**Aim**
Put the lines below into a numbered list, starting with the line that contains "--target=leopard's ear --return=outline" and running through the last line, both ends included. Leave out any blank lines.

**Provided entries**
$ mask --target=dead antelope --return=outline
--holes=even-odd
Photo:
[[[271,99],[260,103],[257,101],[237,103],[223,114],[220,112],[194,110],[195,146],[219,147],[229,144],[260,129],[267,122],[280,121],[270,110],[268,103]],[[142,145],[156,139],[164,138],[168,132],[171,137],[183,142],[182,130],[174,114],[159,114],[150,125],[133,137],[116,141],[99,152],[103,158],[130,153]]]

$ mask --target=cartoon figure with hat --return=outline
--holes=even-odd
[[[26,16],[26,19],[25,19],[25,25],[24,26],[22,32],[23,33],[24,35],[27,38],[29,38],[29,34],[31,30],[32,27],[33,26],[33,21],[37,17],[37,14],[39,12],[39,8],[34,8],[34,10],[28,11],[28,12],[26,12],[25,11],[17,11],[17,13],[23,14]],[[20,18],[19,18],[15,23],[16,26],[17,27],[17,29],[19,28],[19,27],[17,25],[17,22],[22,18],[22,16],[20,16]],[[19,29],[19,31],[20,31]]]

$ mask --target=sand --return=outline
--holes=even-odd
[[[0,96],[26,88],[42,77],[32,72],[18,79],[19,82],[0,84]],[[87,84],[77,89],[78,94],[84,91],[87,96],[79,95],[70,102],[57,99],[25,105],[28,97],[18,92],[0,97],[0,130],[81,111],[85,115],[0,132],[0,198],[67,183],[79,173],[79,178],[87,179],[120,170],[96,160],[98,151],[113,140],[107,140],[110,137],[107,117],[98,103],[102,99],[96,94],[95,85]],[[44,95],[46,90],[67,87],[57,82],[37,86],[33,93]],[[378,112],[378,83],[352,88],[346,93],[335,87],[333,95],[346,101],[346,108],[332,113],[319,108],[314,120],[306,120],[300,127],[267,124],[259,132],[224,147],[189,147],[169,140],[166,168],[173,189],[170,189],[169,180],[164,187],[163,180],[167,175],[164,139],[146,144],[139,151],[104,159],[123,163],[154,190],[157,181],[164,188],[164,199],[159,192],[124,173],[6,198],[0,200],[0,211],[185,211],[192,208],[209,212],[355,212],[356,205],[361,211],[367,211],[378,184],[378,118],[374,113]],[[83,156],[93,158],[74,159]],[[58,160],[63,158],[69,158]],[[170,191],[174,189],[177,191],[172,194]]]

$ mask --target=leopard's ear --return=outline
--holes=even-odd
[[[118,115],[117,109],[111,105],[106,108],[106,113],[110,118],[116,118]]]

**The reply**
1. $ mask --target=leopard's ear --return=outline
2. --holes=even-odd
3. [[[118,115],[117,109],[111,105],[106,108],[106,113],[110,118],[116,118]]]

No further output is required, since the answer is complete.